The task =>
Output all entries verbatim.

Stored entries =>
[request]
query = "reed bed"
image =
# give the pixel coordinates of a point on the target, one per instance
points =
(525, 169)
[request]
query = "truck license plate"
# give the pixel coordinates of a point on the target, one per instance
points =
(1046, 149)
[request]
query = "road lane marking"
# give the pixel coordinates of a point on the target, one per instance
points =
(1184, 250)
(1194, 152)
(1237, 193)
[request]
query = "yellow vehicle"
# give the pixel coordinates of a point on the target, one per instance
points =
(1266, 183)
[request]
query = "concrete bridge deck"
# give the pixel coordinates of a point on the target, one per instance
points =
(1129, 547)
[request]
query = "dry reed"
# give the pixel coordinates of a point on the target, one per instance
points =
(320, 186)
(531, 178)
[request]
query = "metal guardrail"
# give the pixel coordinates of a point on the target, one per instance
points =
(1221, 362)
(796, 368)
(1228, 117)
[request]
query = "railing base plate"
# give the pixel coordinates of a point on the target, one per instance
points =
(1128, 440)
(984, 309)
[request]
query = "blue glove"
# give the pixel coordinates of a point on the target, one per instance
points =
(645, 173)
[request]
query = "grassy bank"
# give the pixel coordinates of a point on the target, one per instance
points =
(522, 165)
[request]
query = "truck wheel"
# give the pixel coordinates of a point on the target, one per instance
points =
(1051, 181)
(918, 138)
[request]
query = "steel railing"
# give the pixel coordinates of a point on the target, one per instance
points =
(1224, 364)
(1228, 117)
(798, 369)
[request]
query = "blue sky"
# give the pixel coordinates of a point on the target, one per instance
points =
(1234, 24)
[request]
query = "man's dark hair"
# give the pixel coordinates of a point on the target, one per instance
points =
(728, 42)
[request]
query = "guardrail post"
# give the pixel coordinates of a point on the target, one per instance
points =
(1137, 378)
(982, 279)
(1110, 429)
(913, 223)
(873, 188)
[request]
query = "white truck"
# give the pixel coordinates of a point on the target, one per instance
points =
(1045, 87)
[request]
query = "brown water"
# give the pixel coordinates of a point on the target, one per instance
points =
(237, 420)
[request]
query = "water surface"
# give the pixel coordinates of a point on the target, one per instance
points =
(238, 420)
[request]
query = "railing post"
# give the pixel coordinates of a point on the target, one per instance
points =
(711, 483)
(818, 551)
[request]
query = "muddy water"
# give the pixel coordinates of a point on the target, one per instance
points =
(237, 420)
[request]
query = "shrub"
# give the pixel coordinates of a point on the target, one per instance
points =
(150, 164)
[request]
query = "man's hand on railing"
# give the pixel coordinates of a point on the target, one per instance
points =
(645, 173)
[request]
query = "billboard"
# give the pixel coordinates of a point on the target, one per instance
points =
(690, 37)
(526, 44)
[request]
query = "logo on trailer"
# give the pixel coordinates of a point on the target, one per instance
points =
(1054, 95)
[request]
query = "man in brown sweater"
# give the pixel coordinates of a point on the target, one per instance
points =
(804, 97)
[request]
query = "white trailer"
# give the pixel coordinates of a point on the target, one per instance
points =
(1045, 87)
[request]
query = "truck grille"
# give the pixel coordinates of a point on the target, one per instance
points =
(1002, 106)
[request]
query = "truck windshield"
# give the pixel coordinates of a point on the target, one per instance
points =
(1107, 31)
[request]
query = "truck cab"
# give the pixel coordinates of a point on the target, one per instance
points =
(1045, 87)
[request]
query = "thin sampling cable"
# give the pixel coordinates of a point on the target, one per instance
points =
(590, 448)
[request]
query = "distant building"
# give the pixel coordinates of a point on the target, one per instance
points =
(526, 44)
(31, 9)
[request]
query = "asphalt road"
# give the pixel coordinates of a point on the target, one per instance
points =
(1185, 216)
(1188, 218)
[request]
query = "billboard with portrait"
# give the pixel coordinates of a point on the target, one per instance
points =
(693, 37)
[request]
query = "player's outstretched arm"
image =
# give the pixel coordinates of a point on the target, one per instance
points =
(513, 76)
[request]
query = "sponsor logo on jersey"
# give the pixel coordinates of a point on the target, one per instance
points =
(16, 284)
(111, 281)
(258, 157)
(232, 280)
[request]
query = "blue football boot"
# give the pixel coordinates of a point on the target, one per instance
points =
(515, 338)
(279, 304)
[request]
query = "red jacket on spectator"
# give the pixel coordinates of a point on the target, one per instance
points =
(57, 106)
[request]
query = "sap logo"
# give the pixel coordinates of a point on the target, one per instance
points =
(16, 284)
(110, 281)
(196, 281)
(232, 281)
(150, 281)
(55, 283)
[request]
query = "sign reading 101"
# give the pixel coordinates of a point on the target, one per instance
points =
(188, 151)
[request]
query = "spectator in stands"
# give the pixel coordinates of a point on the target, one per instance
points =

Solution to the exercise =>
[request]
query = "reed bed"
image =
# give the pixel coordinates of a point on the target, one per instance
points =
(525, 169)
[request]
query = "truck license plate"
# give the pixel coordinates of a point on the target, one per instance
points =
(1046, 149)
[request]
query = "road lane marking"
# give the pixel coordinates of a point on the target, one per instance
points =
(1184, 250)
(1194, 152)
(1237, 193)
[request]
query = "yellow vehicle"
# give the pixel coordinates of a point on the target, one per instance
points =
(1266, 183)
[request]
query = "concrete bridge deck"
# give the pixel coordinates of a point on the target, one per instance
points =
(1129, 547)
[request]
query = "dry reed"
# give the pixel coordinates of a point on the target, one per instance
points =
(320, 186)
(531, 178)
[request]
query = "metal guardrail"
# give the pixel coordinates of a point on the target, one per instance
points =
(1221, 362)
(796, 368)
(1228, 117)
[request]
query = "railing base plate"
# give the pixel coordinates of a point on the target, one per instance
points =
(1128, 440)
(984, 309)
[request]
query = "blue glove"
# give the pixel coordinates of a point on the target, one per instance
points =
(645, 173)
[request]
query = "grassy bank"
# give the pixel coordinates of a point on the target, one per instance
points =
(522, 165)
[request]
query = "truck wheel"
# give the pixel coordinates of a point on the target, one per instance
points =
(1051, 181)
(918, 138)
[request]
query = "steel railing"
# give the pixel coordinates of a point on the target, one per instance
points =
(1224, 364)
(1228, 117)
(798, 369)
[request]
query = "blue sky"
# give the pixel coordinates of a point on the target, one per instance
points =
(1234, 24)
[request]
query = "man's dark hair"
# give the pixel coordinates of a point on the target, one per instance
points =
(728, 42)
[request]
query = "guardrail post"
# give the pixel coordinates of a point on the target, one per instance
points =
(1137, 378)
(982, 279)
(1110, 429)
(913, 223)
(873, 188)
[request]
query = "white truck"
# give the pixel coordinates of a point on the target, one per instance
points =
(1045, 87)
[request]
query = "brown water"
# give the pixel coordinates of a point on the target, one per instance
points =
(237, 420)
[request]
query = "water surface"
# give the pixel coordinates of a point on the target, one per instance
points =
(238, 420)
[request]
query = "railing post"
# give the pixel coordinates of a point on the target, one per instance
points =
(711, 483)
(818, 551)
[request]
query = "muddy water"
# give the pixel coordinates of a point on the target, one per instance
points =
(237, 420)
[request]
query = "shrub"
# give the pixel coordinates of a point on the target, one per instance
points =
(150, 164)
[request]
query = "man's hand on railing"
# give the pixel coordinates of a point on the target, one per instance
points =
(645, 173)
[request]
query = "billboard"
# give the pixel coordinates of a point on the target, one per instance
points =
(690, 37)
(526, 44)
[request]
query = "logo on trailer"
# give the pixel coordinates of a point on the target, one per instance
points =
(1054, 95)
[request]
query = "man in brown sweater"
# give the pixel coordinates of a point on the target, one per instance
points =
(804, 97)
[request]
query = "white trailer"
# give the pixel coordinates of a point on the target, one per instance
points =
(1045, 87)
[request]
query = "truck grille"
# give the pixel coordinates of a point on the target, one per instance
points =
(1002, 106)
[request]
query = "truck windshield"
# give the pixel coordinates of a point on the target, one per instance
points =
(1107, 31)
[request]
query = "truck cab"
# give the pixel coordinates of a point on the target, one per instance
points =
(1045, 87)
[request]
query = "thin sampling cable"
# give the pixel coordinates of a point on the target, one per instance
points =
(590, 448)
[request]
query = "distant building"
# give the pixel coordinates of a point on the target, one per instance
points =
(526, 44)
(31, 9)
[request]
query = "asphalt road"
# give the pixel coordinates of a point on the target, one per instance
points =
(1185, 216)
(1188, 218)
[request]
query = "billboard with portrait"
# give the pixel coordinates of a point on the target, one per instance
points =
(693, 37)
[request]
query = "player's outstretched arm"
image =
# give the pixel coordinates of a point on the target, one per instance
points =
(513, 76)
[request]
query = "sponsor logo on jersey"
# give the pixel coordinates of a point on the target, one per instance
points =
(16, 284)
(111, 281)
(258, 157)
(232, 280)
[request]
query = "blue football boot"
# give the pixel coordinates of a point on the target, one per instance
points =
(515, 338)
(279, 304)
[request]
query = "red jacket on spectator"
# give the pixel coordinates of a point on the target, one per instance
points =
(57, 106)
[request]
query = "sap logo"
# give the pixel coordinates of a point on the target, one per instance
points =
(16, 284)
(110, 281)
(196, 281)
(232, 281)
(150, 281)
(55, 283)
[request]
query = "sign reading 101"
# give the pixel coordinates of a point on the target, one per instance
points =
(188, 151)
[request]
query = "spectator in stands"
# give the pixel coordinates of a point on the target, one per instance
points =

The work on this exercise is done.